## BEGIN Source material
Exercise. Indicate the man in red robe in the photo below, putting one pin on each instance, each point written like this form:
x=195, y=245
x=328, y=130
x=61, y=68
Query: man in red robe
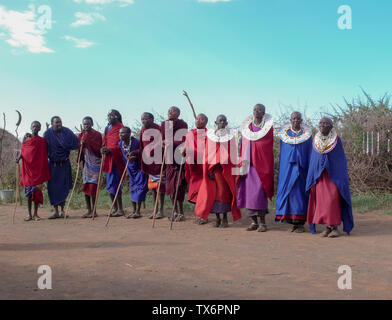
x=194, y=151
x=150, y=153
x=35, y=168
x=174, y=131
x=113, y=164
x=217, y=192
x=90, y=141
## END Source material
Challenge:
Copy the data verbatim, starting at its first line and ending after the line that contains "x=113, y=164". Leave the pictures out of your copy.

Task solution:
Exercise. Indicate the man in red robe in the photo below, putting one pin on each instance, each point written like this form:
x=195, y=245
x=328, y=130
x=61, y=68
Query: man in red robe
x=194, y=151
x=150, y=153
x=35, y=168
x=174, y=131
x=113, y=164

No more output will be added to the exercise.